■ PROBLEM STATEMENT: Can you rewrite the entries below, putting "Please place a marker" wherever "Kindly drop a point" appears and leaving everything else as it is?

==*==

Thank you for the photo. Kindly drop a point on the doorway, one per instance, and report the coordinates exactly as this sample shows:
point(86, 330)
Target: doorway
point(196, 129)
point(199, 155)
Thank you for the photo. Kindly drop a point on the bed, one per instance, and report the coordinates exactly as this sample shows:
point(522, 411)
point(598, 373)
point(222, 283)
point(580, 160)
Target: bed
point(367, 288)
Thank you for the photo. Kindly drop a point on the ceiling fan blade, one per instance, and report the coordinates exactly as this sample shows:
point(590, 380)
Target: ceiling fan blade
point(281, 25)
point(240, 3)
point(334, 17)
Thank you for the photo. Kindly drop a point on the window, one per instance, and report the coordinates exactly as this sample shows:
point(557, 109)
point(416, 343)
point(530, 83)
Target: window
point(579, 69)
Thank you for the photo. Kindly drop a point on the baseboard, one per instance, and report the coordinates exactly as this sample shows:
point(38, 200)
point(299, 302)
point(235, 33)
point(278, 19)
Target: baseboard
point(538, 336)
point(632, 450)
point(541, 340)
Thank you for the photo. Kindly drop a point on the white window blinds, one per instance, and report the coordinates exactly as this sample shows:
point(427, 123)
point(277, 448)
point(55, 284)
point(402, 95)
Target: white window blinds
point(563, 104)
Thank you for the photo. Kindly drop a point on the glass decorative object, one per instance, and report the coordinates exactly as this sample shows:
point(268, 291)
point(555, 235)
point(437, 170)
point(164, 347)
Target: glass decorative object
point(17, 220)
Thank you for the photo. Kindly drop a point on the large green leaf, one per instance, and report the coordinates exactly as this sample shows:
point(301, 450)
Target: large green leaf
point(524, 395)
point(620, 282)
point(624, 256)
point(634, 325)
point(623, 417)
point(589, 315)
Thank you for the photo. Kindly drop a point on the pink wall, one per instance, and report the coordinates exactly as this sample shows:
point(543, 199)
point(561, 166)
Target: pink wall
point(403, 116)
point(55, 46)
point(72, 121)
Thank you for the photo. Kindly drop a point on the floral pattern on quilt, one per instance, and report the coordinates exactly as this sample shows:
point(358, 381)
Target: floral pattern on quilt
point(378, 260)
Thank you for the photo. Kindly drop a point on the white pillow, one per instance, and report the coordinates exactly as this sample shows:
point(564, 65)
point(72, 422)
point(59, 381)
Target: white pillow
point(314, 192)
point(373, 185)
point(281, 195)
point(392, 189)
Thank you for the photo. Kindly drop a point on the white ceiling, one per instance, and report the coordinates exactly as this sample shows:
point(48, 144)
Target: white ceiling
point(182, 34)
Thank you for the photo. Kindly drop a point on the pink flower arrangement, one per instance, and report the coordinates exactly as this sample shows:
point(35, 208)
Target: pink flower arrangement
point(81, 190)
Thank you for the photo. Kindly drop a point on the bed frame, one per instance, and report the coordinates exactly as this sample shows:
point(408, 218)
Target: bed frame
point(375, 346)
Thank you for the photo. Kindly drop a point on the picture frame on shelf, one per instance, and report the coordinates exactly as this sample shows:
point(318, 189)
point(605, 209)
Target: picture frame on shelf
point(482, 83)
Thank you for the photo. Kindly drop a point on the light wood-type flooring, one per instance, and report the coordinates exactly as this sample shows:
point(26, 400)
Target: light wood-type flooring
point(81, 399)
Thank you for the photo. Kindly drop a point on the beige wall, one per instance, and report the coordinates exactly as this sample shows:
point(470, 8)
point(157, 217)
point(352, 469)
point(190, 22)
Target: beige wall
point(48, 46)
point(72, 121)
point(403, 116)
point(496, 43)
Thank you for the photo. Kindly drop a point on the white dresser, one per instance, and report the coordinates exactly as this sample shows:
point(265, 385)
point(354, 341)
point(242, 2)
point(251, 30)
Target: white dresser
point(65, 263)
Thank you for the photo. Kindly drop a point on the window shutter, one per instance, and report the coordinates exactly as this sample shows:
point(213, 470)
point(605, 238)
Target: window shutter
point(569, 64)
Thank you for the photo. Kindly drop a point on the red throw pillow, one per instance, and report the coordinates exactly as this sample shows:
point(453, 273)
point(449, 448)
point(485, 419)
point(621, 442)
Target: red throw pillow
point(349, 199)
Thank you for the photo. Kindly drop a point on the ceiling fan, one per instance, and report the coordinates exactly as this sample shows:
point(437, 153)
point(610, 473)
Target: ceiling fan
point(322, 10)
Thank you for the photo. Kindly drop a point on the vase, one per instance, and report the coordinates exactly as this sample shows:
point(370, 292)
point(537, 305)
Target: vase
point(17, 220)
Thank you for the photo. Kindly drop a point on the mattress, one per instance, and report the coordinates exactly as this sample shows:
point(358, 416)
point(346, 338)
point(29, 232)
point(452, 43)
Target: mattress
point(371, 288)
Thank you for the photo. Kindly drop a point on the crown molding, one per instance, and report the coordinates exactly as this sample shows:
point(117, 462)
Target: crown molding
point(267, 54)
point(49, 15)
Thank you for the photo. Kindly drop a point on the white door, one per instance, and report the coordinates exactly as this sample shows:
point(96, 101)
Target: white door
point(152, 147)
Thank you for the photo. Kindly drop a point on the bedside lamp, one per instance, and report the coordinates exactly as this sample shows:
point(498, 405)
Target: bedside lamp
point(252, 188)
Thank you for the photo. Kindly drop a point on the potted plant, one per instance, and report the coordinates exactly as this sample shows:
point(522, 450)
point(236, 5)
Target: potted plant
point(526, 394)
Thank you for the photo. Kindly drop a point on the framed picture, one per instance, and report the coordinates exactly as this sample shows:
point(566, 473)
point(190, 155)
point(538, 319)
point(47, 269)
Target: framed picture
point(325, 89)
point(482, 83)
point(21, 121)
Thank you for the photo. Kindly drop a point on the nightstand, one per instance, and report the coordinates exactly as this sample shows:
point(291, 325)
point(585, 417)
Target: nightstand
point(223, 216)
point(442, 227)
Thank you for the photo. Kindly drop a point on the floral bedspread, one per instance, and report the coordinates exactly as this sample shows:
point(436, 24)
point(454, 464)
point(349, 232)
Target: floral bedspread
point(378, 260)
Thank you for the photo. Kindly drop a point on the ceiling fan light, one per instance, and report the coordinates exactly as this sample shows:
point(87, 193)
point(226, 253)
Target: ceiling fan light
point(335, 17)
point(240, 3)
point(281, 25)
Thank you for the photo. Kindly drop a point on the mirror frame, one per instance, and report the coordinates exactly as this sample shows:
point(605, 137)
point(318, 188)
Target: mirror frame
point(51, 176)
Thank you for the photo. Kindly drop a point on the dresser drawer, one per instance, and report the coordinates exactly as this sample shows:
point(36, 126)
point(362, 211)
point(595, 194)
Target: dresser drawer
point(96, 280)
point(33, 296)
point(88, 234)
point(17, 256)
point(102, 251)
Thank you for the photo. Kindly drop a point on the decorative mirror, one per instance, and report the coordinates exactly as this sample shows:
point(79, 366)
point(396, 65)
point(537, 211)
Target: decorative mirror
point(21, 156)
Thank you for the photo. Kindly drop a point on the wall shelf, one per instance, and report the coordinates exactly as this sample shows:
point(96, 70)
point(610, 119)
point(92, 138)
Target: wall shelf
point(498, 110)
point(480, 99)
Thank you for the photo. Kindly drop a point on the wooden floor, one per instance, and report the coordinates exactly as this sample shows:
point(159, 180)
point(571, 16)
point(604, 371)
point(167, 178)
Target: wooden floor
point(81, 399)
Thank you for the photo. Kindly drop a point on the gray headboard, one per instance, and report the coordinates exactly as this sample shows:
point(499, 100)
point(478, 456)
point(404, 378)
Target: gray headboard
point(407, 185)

==*==

■ FULL RESPONSE:
Thank you for the photo. Please place a marker on the doorway, one per instance, and report the coordinates exactly as this sample shows:
point(86, 330)
Target: doorway
point(196, 129)
point(199, 155)
Thank you for the photo. Please place a marker on the bed, one per instance, and report the coordinates exactly as this sample shows:
point(522, 411)
point(598, 373)
point(222, 283)
point(580, 160)
Target: bed
point(367, 288)
Thank you for the photo. Please place a marker on the ceiling fan blade, one per instance, and report the coordinates exactly as this sample shows:
point(590, 380)
Target: ceiling fan blade
point(281, 25)
point(240, 3)
point(334, 17)
Thank you for the photo. Please place a marker on the window, one per instance, and report the coordinates exactly as this sample shows:
point(557, 109)
point(416, 343)
point(530, 83)
Target: window
point(579, 69)
Thank you for the photo. Please place a marker on the baseboard, one per instance, and report the coordinates exactly as this sample shows:
point(38, 200)
point(299, 302)
point(235, 33)
point(278, 19)
Target: baseboard
point(538, 336)
point(632, 450)
point(541, 340)
Thank you for the photo. Please place a marker on the white window blinds, one per instance, and report the coordinates exactly as this sample shows:
point(427, 123)
point(277, 448)
point(55, 284)
point(402, 95)
Target: white window blinds
point(563, 104)
Thank you for the photo. Please place a marker on the glass decorative object, one per instance, and report the coordinates exactly as this sample shows:
point(268, 291)
point(555, 235)
point(437, 170)
point(164, 347)
Target: glass decorative object
point(17, 220)
Thank you for the photo. Please place a marker on the large green leaf, one per instance, and report the coordinates exactly as this sample shows:
point(301, 450)
Target: large green leaf
point(524, 395)
point(620, 282)
point(624, 256)
point(634, 325)
point(623, 417)
point(589, 315)
Thank you for the photo. Please place a marker on the pink wall, one per instance, and report the coordinates exactly as this sample shows:
point(543, 199)
point(561, 166)
Target: pink wall
point(403, 116)
point(55, 46)
point(72, 121)
Thank you for the photo. Please place a marker on the floral pattern on quilt, one per instance, and report the coordinates exactly as this sample shows:
point(358, 381)
Target: floral pattern on quilt
point(378, 260)
Thank you for the photo. Please place a marker on the white pillow, one per instance, and report the coordinates exactly as this sample shows:
point(564, 65)
point(72, 422)
point(59, 381)
Target: white pillow
point(314, 192)
point(373, 185)
point(281, 195)
point(392, 189)
Thank you for the photo. Please place a marker on the white ceiling, one per instance, and report the coordinates exactly as this sample shows:
point(48, 144)
Target: white ceiling
point(182, 34)
Thank you for the photo. Please place a marker on the pink flower arrangement, one per instance, and report the coordinates exactly as this sample shows:
point(35, 208)
Target: pink flower arrangement
point(81, 190)
Thank you for the photo. Please place a marker on the bed frame, one per instance, and report the coordinates exactly as this sample shows:
point(408, 218)
Target: bed frame
point(375, 346)
Thank you for the photo. Please place a marker on the picture frame on shelf, one per instance, and report the coordinates exactly as this sample shows:
point(318, 189)
point(605, 209)
Target: picture frame on shelf
point(482, 83)
Thank you for the photo. Please place a marker on the light wood-type flooring, one per instance, and report the coordinates exactly as this sample shows:
point(26, 400)
Target: light wood-type flooring
point(81, 399)
Thank you for the photo. Please place a marker on the beige wall, one per instance, and report the coordinates exactly as this sample shows:
point(470, 8)
point(157, 217)
point(352, 469)
point(190, 22)
Target: beige wall
point(48, 46)
point(72, 121)
point(403, 116)
point(496, 43)
Thank you for the photo. Please place a marker on the white dresser, one per instance, and report the coordinates exactly as this sample shows:
point(265, 385)
point(354, 341)
point(242, 2)
point(251, 30)
Target: white dresser
point(65, 263)
Thank you for the photo. Please place a marker on the window shutter, one per instance, and report the coordinates exactly as this sample shows:
point(213, 470)
point(605, 238)
Target: window shutter
point(569, 64)
Thank you for the photo. Please place a marker on the red throw pillow, one per instance, and report the coordinates exactly as this sample shows:
point(453, 273)
point(449, 448)
point(485, 419)
point(621, 442)
Target: red throw pillow
point(349, 199)
Thank you for the photo. Please place a marker on the ceiling fan, one per instance, and report the coordinates exactly as this sample shows:
point(437, 153)
point(610, 473)
Target: ceiling fan
point(322, 10)
Thank you for the photo. Please place a marker on the vase, one per instance, and report the coordinates exactly as this sample shows:
point(370, 292)
point(537, 305)
Target: vase
point(17, 220)
Thank you for the photo. Please place a marker on the mattress, one per instance, and report the coordinates exactly as this sample shows:
point(358, 416)
point(346, 338)
point(29, 232)
point(452, 43)
Target: mattress
point(371, 288)
Thank you for the photo. Please place a marker on the crown molding, one per instance, and report the coordinates exactly as this sample shows:
point(117, 462)
Target: crown molding
point(267, 54)
point(49, 15)
Thank you for the photo. Please place a marker on the white door, one per instance, and report the coordinates exactly as this sample shows:
point(96, 101)
Target: white door
point(152, 147)
Thank you for the photo. Please place a marker on the bedside lamp, one per instance, and report the coordinates exactly as this sample shows:
point(498, 405)
Target: bedside lamp
point(252, 188)
Thank you for the photo. Please place a marker on the potted plant, one per instance, and report the coordinates exactly as this sample shows:
point(522, 450)
point(236, 5)
Target: potted plant
point(526, 394)
Thank you for the photo. Please place a marker on the framed picture, one per instance, and report the coordinates exactly as this sample shows:
point(566, 473)
point(190, 155)
point(538, 319)
point(47, 269)
Target: framed picture
point(325, 89)
point(482, 83)
point(21, 121)
Thank you for the photo. Please place a marker on the nightstand, one per instance, and report the coordinates exactly as this sample shows:
point(291, 325)
point(585, 417)
Target: nightstand
point(223, 216)
point(442, 227)
Thank you for the photo. Please place a marker on the floral bedspread, one per instance, and report the coordinates exactly as this sample shows:
point(436, 24)
point(454, 464)
point(349, 232)
Target: floral bedspread
point(378, 260)
Thank you for the photo. Please place a marker on the ceiling fan light, one per instance, and report the coordinates exactly as this sample shows:
point(87, 193)
point(226, 253)
Target: ceiling fan light
point(335, 17)
point(240, 3)
point(281, 25)
Thank you for the photo. Please place a marker on the mirror frame, one per instance, and report the coordinates exactly as this sample shows:
point(605, 137)
point(318, 188)
Target: mirror frame
point(51, 176)
Thank you for the photo. Please place a marker on the dresser drawer, one per instance, and report the coordinates exactly as this sample shows:
point(36, 126)
point(362, 211)
point(595, 194)
Target: dresser drawer
point(96, 280)
point(33, 296)
point(88, 234)
point(17, 256)
point(102, 251)
Thank you for the photo. Please place a marker on the decorative mirror, one per instance, and report the coordinates exactly as this sample shows:
point(79, 366)
point(396, 65)
point(537, 211)
Target: decorative mirror
point(21, 156)
Thank you for the photo. Please place a marker on the wall shelf, one per instance, and report the coordinates exactly as this sample shows:
point(96, 70)
point(610, 119)
point(92, 138)
Target: wall shelf
point(498, 110)
point(480, 99)
Thank you for the photo. Please place a marker on the wooden floor, one per instance, and report the coordinates exactly as this sample shows:
point(159, 180)
point(571, 16)
point(604, 371)
point(167, 178)
Target: wooden floor
point(81, 399)
Thank you for the photo. Please place a marker on the gray headboard, one per instance, and report the coordinates exactly as this sample shows:
point(499, 100)
point(478, 456)
point(404, 378)
Target: gray headboard
point(407, 185)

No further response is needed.